__ЧТО ТРЕБУЕТСЯ__. Напишите продолжение отрывка о Зенги и его наследниках, начиная сразу после последнего предложения.

__ФРАГМЕНТ ДОКУМЕНТА__.
____
Воспитаннику его, принцу Альп Арслану, властвовавшему в Мосуле, пришло в голову во время одного его похода освободиться от не слишком-то удобного опекуна: восстание, поднятое им в Мосуле, было еще до появления Зенги подавлено гарнизоном и его жителями, вовсе не желавшими возвращения старого сельджукского хозяйничанья (539 = 1145) г.; но Зенги, по-видимому, считал нужным сгладить, быть может, существовавшее у ненадежных элементов города и его окрестностей невыгодное впечатление. Он пробыл довольно долго в Мосуле, потом отправил (541 = 1146 г.) войско против курдского владетеля Фенека, одной крепости при Джезирет-ибн-Омаре, в то время как сам он готовился дополнить свои владения на западе присоединением маленького участка, который образовала стоявшая на Евфрате между Сирией и Месопотамией крепость Калат-Джабар[111], предоставленная Мелик-шахом Укейлидам. В то время как он осаждал этот замок, стоявший на горе и труднодоступный, собственные рабы его, неизвестно по какой причине, однажды ночью напали на него и убили его (541 = 1146 г.).
Ни крестоносцы, ни владетели Дамаска не имели причин радоваться устранению самого опасного их соперника. Зенги оставил нескольких сыновей; старшие из них, Сейф ад-дин («меч веры») Гази и Нур ад-дин[112] («свет веры») Махмуд, несмотря на неожиданность катастрофы, которая ставила на карту всю будущность этой династии, быстрым образом действий уничтожили в зародыше всякое возможное сопротивление и таким образом могли вступить в полные права наследства после отца. Разделение только что возникшего нового государства в данном случае не было ошибкой. Успехи Зенги в Сирии не раз страдали от того, что он должен был одновременно обращать свои взоры из Мосула на восток. Теперь же здесь, на родине династии атабегов, вступил в управление старший из сыновей, Сейф ад-дин; границы его владений доходили на западе до реки Хабура и соблюдались до смерти Сейф ад-дина (544 = 1149 г.); когда позднее эмир Синдшара, лежащего восточнее, перешел от преемника Сейфа, Кутб ад-дина Маудуда (544–565 = 1149–1170) к Нур ад-дину, то этот последний, отличаясь большим умом, сознал все зло междоусобной войны и отказался от нее; он выказал этим отсутствие эгоизма, которое надо поставить ему в большую заслугу. Отныне сан атабега Мосульского стал в его семье наследственным до 607 г. (начало 1211 г.), когда, по смерти Зенгида Арсланшаха, эмир Бедр ад-дин Лулу сначала управлял за его десятилетнего сына, а потом окончательно захватил власть в свои руки.
____
__ИСХОДНЫЕ ДАННЫЕ__.

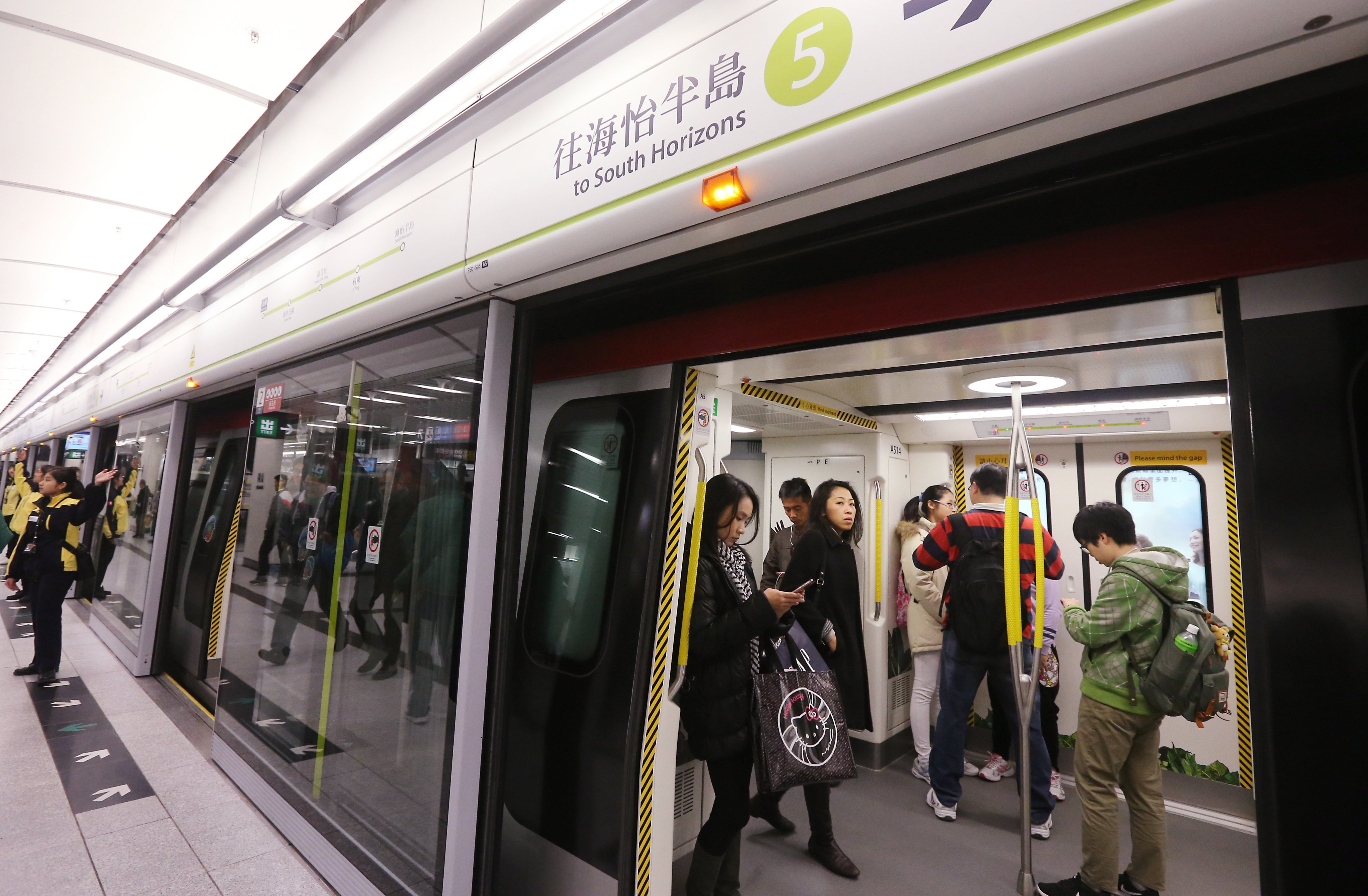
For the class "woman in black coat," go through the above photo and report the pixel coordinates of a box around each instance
[680,473,803,896]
____
__ОТВЕТ__.
Власть атабегов в Сирии была гораздо менее продолжительна; зато единственный государь из всех потомков Зенги, действительно обладавший ею, Нур ад-дин Махмуд (541–569 = 1146–1174), приобрел неувядаемую славу и всемирно-историческое значение. Еще долго после его смерти сирийцы называли его аль-Мелик аль-Адил, «справедливым царем», и он во всех отношениях заслужил это название. Он придавал большое значение водворению правильного судопроизводства среди своих подданных и желал этого не только по политическим расчетам, но потому, что ему было присуще чувство справедливости, которое проистекает из истинного мужественного благочестия.
Но решительный оборот крестовых войн был обусловлен не только его военными подвигами. Ему неотъемлемо принадлежит другая заслуга: влиянием собственной могучей личности, своим примером и поступками, равно как решительными мерами, он сделал для магометан войну с христианами вопросом веры и возбудил усердие их до фанатизма как раз в тот момент, когда у противников это наиболее могущественное побуждение начало ослабевать и легкомыслие, безнравственность, даже бесчестность стали перевешивать у большинства.
Правда, и до Нуреддина[113] неоднократно делались попытки придать борьбе с неверными несколько более оживленный характер, путем пробуждения религиозного пыла: когда султан Мухаммед велел Маудуду проникнуть в Сирию, то это было обусловлено, по крайней мере отчасти, беспокойным движением в всегда строго правоверном Багдаде, а когда Зенги в 532 (1138) г. нуждался один раз в подкреплении с востока, то этот опытный политик пробовал не без успеха снова воспользоваться народною массой столицы халифата, чтобы оказать желаемое давление на правительство востока. Но это были мимолетные явления, не имевшие дальнейшего значения; обыкновение магометанских хищнических государств Сирии не стесняться в заключении союзов с франками, как только это представлялось выгодным для себялюбивых целей, едва ли могло способствовать на самом поле войны усилению чувства, что война эта священна, джихад. При Нуреддине было иначе. Этот великий государь, личность которого везде почиталась мусульманами и воодушевляла их, явно и умышленно показал, до какой степени он чувствовал себя борцом за веру в своих походах.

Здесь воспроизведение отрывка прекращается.